_Text segment_:
◇ ◇ ◇
This week has five economic reports scheduled for release that are relevant
to mortgage rates in addition to the minutes from last month’s FOMC
meeting. A couple of the reports are considered highly important to the
markets, meaning we could see noticeable movement in rates more than one
day. There is nothing scheduled to be posted tomorrow or Friday, so the
middle part of the week will likely be the most active.
The 3rd Quarter Employment Cost Index (ECI) will be released at 8:30 AM ET
Tuesday. This data tracks employer costs for salaries and benefits, giving
us an indication of wage inflation pressures. Rapidly rising costs raises
wage inflation concerns and may hurt bond prices. It is expected to show an
increase in costs of 0.5%. A smaller than expected increase would be good
news for mortgage rates, but this is not one of the more important reports
of the week. Therefore, it will likely take a large variance from forecasts
for this report of have a noticeable influence on mortgage pricing.
Wednesday has four events scheduled that we need to watch, including two of
the week's more important economic reports. The Commerce Department will
give us October's Retail Sales figures early Wednesday morning. This data
measures consumer level or retail spending. It is considered extremely
important to the markets because it makes up over two-thirds of the U.S.
◇ ◇ ◇
_The task_:
Carry on the text about this week's economic reports and their bearing on mortgage rates from the point at which it stops. The records after this text are not needed for the work here.
◇ ◇ ◇
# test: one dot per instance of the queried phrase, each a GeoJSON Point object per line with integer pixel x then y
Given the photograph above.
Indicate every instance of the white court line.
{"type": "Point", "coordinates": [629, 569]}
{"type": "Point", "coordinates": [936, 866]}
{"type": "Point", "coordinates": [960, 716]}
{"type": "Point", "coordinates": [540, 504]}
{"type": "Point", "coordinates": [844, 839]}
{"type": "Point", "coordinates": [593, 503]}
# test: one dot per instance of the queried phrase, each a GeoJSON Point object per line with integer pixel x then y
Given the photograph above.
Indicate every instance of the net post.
◇ ◇ ◇
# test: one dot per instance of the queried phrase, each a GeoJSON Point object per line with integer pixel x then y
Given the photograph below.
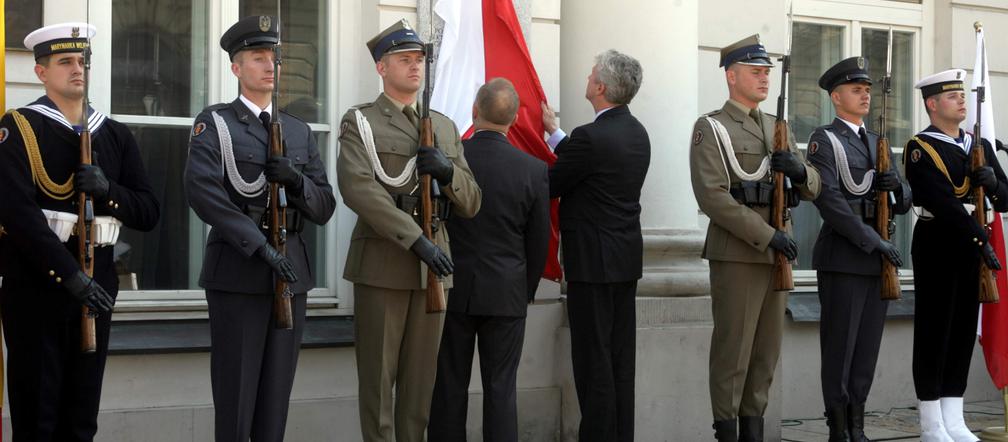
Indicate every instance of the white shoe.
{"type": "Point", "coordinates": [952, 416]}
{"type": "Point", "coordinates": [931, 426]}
◇ ◇ ◇
_Response to the task_:
economy. It is expected to show a 0.1% increase in retail-level spending,
meaning consumers spent just a bit more last month than they did in
September. A larger increase in spending would be considered negative news
for bonds because rising spending fuels economic growth and raises
inflation concerns in the bond market. If Wednesday's report reveals a
decline in spending that indicates consumers spent less than thought, bonds
should react favorably, pushing mortgage rates lower. If it shows an
unexpected increase, mortgage rates will likely move higher.
The second report of the morning will be the release of October's Consumer
Price Index (CPI) from the Labor Department, which is one of the two key
inflation readings on tap this week. The CPI measures inflationary
pressures at the consumer level of the economy and is one of the most
important reports the bond market sees each month. There are two portions
of the index that are used- the overall reading and the core data reading.
The core data is the more important of the two because it excludes more
volatile food and energy prices. If it reveals stronger than expected
readings, indicating that inflationary pressures are rising at the consumer
level, the bond market will probably react negatively and cause mortgage
rates to move higher. Analysts are expecting to see no change in the
overall reading and a 0.2% increase in the core data.
October's Existing Home Sales data will be posted by the National
Association of Realtors late Wednesday morning. It gives us a measurement
of housing sector strength and mortgage credit demand by tracking home
resales in the U.S. This report is expected to show a small decline in
sales, meaning the housing sector weakened slightly last month. That would
be good news for the bond market and mortgage pricing, but unless it shows
a significant surprise, it will likely not have a major impact on mortgage
rates.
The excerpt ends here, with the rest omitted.